Source data
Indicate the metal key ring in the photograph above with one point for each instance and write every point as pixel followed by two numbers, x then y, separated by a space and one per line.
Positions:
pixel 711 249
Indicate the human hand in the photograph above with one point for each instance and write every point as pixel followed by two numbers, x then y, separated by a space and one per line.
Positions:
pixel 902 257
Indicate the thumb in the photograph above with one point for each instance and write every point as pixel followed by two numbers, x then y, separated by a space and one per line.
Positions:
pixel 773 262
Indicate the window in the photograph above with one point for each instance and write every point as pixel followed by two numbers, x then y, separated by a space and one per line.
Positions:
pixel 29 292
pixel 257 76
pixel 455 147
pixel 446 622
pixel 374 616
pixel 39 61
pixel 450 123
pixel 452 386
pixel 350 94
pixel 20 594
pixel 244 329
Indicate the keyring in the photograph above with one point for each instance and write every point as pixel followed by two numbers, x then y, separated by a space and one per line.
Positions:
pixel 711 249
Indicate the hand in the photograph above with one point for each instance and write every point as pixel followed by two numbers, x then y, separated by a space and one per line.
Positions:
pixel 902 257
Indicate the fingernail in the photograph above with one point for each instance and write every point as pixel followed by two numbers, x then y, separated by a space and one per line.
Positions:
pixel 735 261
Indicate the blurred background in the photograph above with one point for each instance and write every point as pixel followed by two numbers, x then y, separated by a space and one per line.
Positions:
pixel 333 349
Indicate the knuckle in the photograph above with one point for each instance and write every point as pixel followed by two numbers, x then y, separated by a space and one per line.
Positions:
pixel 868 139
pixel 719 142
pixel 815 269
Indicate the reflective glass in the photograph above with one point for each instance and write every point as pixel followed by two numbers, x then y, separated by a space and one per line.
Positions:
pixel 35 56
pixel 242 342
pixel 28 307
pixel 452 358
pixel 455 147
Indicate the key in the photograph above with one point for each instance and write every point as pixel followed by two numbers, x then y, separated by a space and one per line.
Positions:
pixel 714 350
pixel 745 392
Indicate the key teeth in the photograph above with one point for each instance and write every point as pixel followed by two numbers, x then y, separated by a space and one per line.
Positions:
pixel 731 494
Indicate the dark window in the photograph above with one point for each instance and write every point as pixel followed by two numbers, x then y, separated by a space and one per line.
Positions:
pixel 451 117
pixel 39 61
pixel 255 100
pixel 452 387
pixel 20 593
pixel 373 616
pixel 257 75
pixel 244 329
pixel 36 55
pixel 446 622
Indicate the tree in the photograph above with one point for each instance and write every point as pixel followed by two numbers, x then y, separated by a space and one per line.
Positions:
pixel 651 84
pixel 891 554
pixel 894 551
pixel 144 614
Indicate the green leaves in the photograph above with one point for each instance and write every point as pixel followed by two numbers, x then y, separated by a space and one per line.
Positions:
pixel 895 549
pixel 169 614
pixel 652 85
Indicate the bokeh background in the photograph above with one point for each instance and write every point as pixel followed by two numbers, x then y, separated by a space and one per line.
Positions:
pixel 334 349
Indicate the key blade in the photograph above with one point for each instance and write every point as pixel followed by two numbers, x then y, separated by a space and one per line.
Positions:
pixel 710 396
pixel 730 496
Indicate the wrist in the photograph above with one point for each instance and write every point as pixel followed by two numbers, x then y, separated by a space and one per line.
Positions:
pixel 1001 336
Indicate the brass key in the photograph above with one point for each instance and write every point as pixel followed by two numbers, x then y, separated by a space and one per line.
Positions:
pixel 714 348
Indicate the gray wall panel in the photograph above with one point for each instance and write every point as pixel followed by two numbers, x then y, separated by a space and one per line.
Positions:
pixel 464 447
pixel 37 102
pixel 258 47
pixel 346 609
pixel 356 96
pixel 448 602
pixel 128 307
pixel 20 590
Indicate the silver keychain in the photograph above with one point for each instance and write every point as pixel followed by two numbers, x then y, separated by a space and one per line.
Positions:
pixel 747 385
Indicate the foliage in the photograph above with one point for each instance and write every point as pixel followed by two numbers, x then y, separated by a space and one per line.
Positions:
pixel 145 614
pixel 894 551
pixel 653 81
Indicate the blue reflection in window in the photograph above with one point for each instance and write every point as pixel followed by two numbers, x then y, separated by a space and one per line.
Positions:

● Work to do: Copy the lines above verbatim, starting with the line that contains "Indicate the tree" and continuing through the line that contains "pixel 652 85".

● Result of the task:
Indicate the tree in the photograph above with one point for each instance and write every point as pixel followed by two numbers, x then y, separated by a space and one per line.
Positions:
pixel 651 84
pixel 891 554
pixel 894 551
pixel 144 614
Indicate the green leaves in the photograph above with one point for each instance and write every point as pixel followed by two numbers, x then y, separated by a space and one per line.
Positions:
pixel 895 549
pixel 169 614
pixel 652 85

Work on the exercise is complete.